■ **EXTRACTED ENTRIES**:
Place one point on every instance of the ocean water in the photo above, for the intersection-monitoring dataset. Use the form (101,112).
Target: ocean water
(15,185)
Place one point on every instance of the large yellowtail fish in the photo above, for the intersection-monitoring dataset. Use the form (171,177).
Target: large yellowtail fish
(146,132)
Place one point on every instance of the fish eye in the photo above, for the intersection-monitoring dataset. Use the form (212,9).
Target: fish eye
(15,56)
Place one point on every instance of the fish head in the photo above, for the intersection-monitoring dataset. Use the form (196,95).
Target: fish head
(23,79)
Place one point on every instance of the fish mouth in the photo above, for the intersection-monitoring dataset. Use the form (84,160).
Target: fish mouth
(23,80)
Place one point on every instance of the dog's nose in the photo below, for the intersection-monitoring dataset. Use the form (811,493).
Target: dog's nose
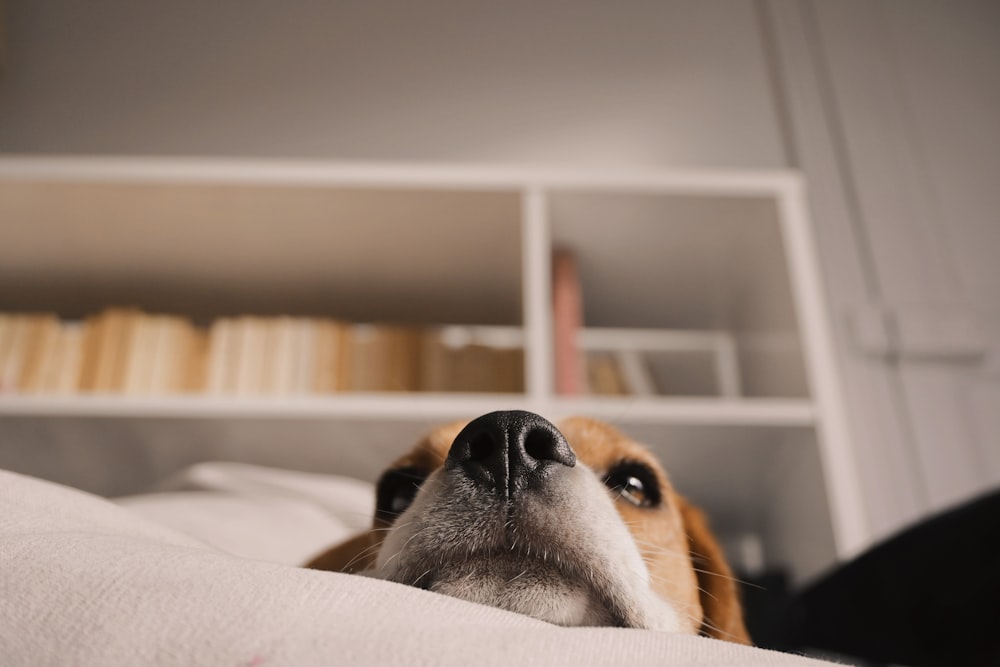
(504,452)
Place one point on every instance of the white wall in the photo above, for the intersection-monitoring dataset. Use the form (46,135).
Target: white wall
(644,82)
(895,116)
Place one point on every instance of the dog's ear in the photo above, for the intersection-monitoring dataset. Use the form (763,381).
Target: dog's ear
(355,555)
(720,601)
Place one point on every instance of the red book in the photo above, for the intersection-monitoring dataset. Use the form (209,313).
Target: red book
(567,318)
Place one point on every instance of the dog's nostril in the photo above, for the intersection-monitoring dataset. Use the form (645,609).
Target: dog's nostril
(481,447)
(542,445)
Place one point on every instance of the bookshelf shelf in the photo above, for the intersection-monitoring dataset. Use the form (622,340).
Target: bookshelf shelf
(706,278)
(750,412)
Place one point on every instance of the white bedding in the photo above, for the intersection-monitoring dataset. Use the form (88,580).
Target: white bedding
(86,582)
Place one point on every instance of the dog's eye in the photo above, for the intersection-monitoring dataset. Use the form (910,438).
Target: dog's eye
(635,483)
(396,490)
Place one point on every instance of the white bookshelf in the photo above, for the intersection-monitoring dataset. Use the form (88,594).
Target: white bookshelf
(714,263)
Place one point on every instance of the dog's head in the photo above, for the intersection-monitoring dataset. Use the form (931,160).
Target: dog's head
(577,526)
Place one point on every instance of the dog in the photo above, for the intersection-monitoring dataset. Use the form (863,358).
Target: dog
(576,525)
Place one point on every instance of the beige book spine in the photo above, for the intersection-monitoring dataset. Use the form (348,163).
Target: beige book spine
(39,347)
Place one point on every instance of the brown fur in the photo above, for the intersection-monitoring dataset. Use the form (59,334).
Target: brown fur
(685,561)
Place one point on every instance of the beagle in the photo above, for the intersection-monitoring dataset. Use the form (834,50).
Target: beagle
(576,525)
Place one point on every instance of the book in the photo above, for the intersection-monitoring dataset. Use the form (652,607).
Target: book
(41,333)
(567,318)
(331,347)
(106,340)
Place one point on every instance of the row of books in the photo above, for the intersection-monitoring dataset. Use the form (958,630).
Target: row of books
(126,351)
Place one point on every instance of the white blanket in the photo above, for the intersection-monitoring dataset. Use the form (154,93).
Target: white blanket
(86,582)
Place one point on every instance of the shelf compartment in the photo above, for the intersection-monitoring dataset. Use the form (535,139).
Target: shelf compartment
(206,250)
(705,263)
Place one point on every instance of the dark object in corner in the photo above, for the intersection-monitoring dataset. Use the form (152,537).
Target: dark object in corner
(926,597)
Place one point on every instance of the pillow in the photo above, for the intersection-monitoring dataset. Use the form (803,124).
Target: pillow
---
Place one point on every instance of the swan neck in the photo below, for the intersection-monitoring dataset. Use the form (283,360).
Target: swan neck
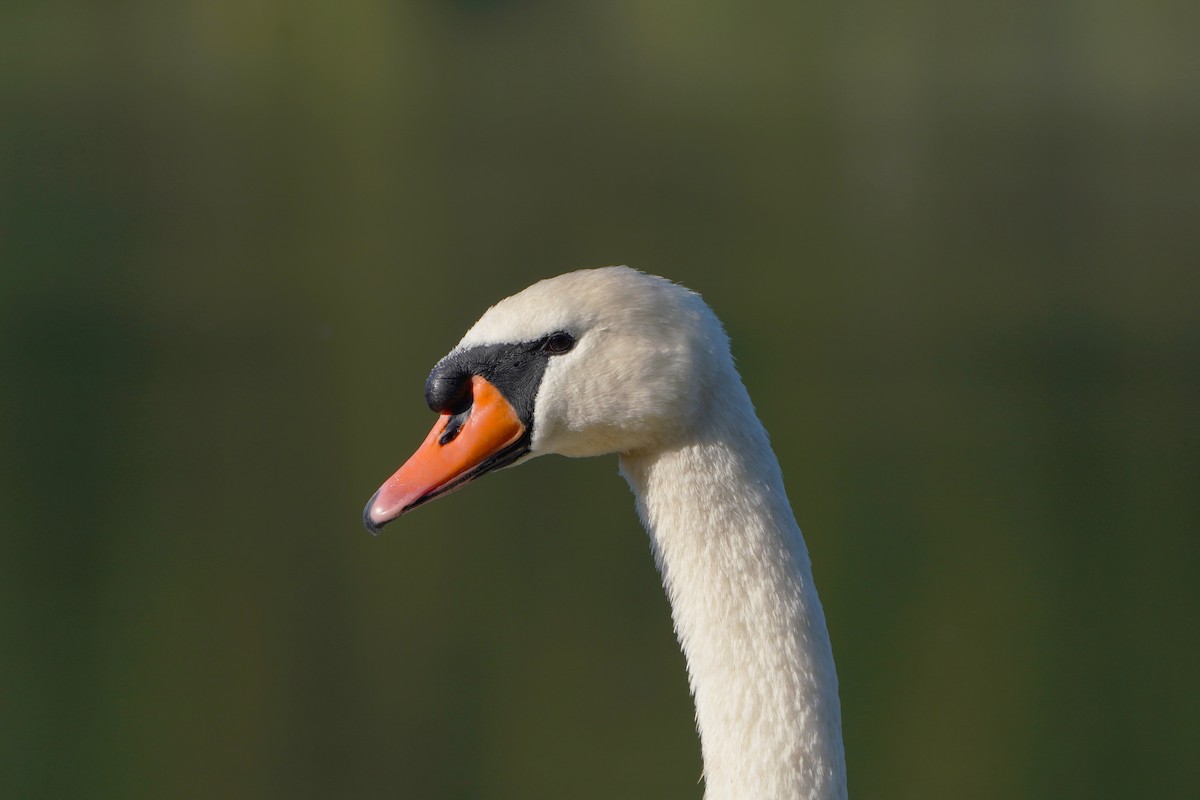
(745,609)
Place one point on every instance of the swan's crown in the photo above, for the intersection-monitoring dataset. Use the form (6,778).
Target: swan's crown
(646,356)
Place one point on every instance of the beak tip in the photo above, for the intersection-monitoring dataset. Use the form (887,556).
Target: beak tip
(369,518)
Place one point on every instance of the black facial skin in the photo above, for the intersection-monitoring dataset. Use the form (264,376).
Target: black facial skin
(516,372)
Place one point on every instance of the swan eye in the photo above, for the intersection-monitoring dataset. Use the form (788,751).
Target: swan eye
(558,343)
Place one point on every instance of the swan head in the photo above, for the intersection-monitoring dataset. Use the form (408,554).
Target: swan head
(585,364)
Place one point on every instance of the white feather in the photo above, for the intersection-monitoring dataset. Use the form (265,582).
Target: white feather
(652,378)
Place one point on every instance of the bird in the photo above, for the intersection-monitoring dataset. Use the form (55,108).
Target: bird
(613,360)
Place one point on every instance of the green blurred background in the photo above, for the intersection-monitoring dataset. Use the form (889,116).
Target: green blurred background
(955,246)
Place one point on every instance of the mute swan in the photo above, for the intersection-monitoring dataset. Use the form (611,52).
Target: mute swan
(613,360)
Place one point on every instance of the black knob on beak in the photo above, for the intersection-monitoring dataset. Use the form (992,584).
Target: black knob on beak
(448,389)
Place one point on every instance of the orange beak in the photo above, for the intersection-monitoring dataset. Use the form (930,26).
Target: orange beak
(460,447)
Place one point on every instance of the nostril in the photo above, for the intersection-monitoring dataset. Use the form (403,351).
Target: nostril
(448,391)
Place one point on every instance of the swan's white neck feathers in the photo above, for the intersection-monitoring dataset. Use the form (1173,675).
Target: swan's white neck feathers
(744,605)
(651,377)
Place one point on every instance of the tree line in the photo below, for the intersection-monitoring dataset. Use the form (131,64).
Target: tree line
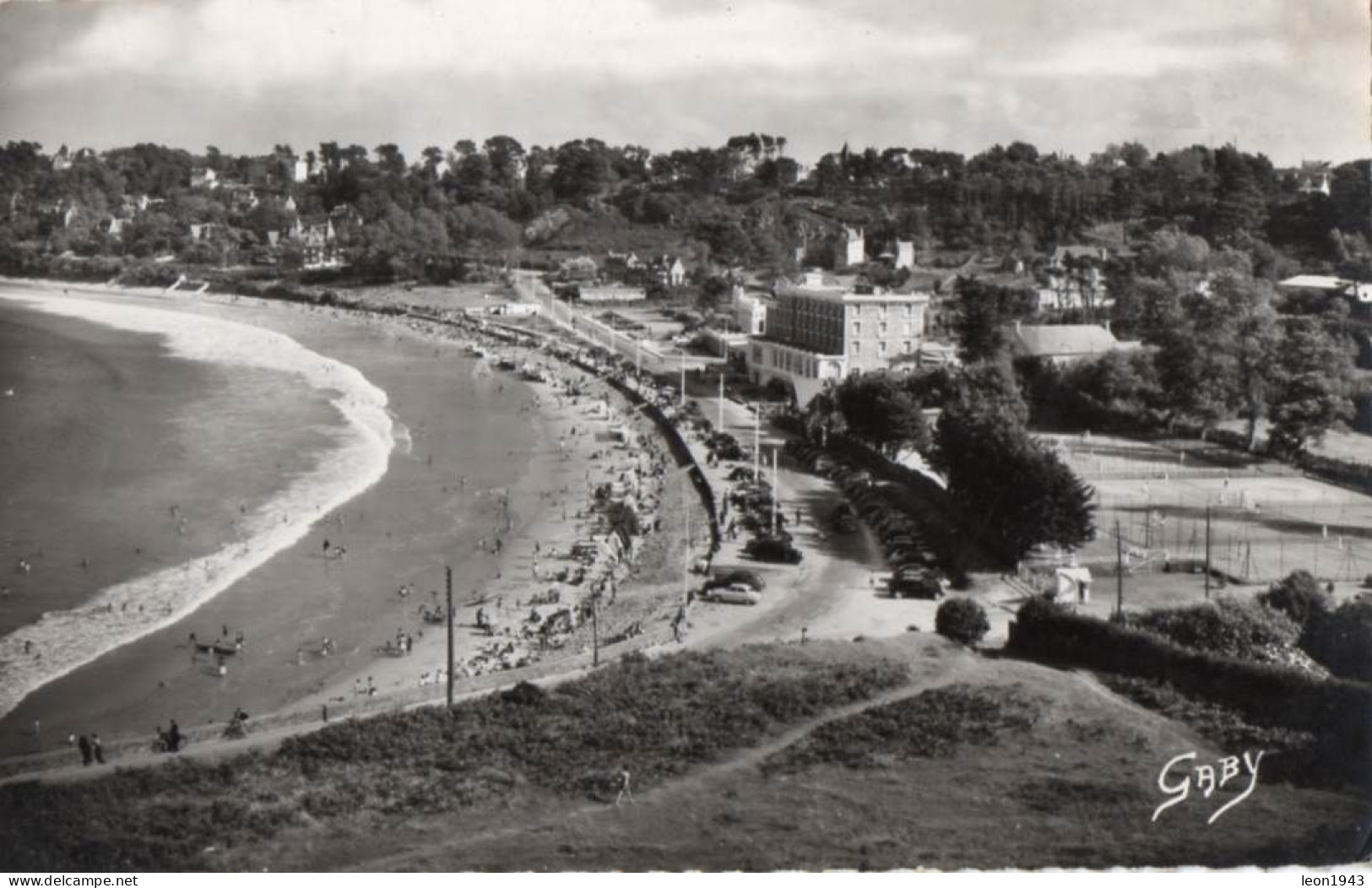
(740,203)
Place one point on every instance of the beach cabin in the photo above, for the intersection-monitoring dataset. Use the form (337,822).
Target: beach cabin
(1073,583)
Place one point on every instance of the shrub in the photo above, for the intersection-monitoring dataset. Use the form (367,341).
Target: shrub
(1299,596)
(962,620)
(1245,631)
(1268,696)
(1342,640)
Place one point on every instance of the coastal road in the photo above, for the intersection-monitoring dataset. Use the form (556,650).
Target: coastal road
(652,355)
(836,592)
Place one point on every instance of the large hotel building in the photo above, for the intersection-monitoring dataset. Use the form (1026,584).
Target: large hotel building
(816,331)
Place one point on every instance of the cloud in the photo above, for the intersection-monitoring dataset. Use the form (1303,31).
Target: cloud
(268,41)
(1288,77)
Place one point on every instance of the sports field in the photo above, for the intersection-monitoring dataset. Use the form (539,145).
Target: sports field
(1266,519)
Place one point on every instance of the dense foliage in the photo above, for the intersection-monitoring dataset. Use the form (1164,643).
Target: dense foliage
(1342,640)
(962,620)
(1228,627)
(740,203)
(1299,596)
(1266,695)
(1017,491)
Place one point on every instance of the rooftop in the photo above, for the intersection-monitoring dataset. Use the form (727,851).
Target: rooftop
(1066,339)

■ **EXERCISE AIM**: Go through the records and count the lines that include "pillow", then give only that number.

■ **OUTPUT**: 2